> [WHAT YOU SHOULD DO]:
Look through the records below and collect all lines that hold the string "blossom".

> [PROVIDED MATERIAL]:

************

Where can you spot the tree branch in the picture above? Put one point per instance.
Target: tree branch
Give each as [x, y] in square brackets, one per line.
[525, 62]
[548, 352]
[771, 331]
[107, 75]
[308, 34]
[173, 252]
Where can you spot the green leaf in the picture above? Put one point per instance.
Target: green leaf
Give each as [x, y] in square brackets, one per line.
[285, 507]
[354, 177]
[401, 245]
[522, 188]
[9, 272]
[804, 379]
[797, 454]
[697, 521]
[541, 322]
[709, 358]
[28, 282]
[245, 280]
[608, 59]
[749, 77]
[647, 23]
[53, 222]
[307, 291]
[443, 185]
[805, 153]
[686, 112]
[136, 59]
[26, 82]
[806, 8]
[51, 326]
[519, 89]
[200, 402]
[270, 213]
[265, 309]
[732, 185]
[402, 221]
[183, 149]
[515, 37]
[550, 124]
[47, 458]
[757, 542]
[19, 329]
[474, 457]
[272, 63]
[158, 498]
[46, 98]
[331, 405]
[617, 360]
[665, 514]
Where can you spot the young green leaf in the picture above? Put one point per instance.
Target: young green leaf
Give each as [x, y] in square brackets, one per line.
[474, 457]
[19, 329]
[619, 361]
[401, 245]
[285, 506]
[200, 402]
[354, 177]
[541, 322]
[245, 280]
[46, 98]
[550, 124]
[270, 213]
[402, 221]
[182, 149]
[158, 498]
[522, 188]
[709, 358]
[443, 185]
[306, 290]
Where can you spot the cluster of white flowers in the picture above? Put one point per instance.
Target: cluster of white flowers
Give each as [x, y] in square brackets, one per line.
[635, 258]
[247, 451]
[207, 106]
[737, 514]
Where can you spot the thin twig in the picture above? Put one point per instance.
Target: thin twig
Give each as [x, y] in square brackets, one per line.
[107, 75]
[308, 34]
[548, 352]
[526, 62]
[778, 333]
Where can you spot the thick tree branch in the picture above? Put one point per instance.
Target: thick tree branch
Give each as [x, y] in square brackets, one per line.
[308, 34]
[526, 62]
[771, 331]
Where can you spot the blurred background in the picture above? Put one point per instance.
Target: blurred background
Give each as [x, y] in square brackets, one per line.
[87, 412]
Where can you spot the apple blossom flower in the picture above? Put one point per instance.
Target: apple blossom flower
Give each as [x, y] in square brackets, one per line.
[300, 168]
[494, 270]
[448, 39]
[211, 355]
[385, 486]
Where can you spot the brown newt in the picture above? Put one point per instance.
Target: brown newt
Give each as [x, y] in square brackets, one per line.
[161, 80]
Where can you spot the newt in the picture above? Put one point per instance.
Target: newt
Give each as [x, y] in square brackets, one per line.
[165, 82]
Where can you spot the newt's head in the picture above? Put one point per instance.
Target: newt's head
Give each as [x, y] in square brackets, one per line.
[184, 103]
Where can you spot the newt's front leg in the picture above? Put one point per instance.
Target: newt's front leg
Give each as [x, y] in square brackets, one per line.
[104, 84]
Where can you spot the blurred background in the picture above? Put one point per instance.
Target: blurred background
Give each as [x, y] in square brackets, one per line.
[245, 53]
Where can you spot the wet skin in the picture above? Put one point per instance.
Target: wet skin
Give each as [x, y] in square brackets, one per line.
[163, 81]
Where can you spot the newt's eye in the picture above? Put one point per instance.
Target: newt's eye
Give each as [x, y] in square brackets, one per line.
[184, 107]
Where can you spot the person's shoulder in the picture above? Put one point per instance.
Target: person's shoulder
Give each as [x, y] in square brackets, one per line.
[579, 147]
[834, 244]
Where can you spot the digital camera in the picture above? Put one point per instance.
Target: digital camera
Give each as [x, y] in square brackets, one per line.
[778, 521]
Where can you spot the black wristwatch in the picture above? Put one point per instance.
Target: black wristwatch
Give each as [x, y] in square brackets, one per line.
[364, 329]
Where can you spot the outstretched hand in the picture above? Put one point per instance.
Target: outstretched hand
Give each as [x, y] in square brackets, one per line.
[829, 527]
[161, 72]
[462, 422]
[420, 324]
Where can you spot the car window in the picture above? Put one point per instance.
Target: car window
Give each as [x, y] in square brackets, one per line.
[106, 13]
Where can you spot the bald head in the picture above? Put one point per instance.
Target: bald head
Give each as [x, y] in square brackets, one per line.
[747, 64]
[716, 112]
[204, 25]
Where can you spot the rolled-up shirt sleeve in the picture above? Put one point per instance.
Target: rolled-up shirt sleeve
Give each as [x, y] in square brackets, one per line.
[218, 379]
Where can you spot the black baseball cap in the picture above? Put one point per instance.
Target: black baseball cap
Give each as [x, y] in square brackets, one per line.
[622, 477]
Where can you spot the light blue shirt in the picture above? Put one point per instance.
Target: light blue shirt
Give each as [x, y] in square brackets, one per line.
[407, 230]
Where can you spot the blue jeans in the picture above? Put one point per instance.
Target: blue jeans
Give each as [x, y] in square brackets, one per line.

************

> [SOLUTION TO THIS TASK]:
Where can you spot the apple blossom flower in the picture above? Put one point per instance.
Target: apple blossom flower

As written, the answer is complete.